# START OF Records to use
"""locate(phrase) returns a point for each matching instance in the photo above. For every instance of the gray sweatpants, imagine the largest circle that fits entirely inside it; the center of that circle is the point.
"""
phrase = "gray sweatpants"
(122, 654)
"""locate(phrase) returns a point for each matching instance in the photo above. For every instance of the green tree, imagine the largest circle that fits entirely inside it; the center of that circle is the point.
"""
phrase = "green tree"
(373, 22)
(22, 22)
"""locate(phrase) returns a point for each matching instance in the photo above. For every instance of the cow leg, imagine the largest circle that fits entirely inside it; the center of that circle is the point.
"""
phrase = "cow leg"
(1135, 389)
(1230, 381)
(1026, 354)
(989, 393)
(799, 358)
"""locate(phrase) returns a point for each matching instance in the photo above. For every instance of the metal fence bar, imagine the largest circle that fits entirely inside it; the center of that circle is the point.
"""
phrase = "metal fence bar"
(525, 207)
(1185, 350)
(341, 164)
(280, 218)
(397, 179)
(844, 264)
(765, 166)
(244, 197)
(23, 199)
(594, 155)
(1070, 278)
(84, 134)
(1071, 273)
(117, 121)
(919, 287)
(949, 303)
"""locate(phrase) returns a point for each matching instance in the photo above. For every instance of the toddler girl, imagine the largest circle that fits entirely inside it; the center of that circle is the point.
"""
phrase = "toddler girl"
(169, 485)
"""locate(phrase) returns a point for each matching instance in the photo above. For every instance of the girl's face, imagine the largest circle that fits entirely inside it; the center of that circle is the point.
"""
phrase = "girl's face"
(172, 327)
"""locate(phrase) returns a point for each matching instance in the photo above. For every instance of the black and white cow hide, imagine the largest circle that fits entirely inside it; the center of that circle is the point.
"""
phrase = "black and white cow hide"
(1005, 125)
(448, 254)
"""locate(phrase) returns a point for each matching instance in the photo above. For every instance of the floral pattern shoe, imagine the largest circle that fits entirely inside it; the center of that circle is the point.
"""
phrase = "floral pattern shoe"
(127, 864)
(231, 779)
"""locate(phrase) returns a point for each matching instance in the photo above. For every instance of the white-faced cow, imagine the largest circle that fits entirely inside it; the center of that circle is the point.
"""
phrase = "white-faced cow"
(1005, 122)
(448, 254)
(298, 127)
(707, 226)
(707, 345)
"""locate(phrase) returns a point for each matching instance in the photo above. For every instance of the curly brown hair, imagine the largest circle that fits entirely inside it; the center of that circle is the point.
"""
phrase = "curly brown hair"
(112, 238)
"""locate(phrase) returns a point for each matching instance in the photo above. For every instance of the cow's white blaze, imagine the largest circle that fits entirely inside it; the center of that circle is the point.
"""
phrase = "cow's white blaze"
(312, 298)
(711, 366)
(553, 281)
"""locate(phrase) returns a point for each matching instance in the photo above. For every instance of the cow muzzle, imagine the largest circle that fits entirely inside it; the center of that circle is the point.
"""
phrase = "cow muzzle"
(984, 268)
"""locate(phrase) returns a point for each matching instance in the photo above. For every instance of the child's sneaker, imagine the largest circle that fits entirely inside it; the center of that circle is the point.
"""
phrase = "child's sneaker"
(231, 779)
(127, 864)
# END OF Records to use
# START OF Records to use
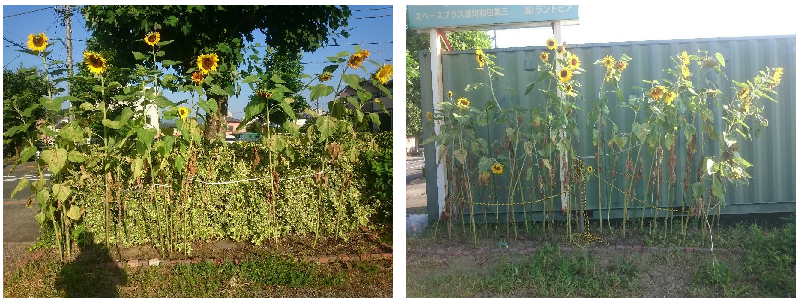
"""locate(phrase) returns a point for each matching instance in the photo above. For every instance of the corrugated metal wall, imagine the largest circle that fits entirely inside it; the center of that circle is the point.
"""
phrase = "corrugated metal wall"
# END OF Records to use
# START OF Records to use
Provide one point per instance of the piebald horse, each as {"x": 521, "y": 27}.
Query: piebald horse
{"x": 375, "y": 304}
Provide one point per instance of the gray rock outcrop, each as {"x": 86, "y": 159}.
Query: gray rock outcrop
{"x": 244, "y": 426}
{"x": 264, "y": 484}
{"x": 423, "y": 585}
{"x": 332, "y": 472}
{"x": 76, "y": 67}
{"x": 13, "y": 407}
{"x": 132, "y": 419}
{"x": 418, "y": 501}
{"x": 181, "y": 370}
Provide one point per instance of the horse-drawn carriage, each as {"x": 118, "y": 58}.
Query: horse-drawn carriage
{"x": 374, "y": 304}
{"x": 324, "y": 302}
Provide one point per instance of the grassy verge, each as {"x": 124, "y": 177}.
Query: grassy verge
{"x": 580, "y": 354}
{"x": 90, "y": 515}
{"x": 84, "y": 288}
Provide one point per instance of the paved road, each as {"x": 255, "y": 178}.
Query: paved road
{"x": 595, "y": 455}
# END OF Records to use
List each line from the rows above that contains the word "black".

"""locate(phrase) returns a point for each matching instance in the photo above. For every instance of the black and white cow hide, imagine the largest circle that fits entirely inside it; the center of that circle is the point.
phrase = "black and white cow hide"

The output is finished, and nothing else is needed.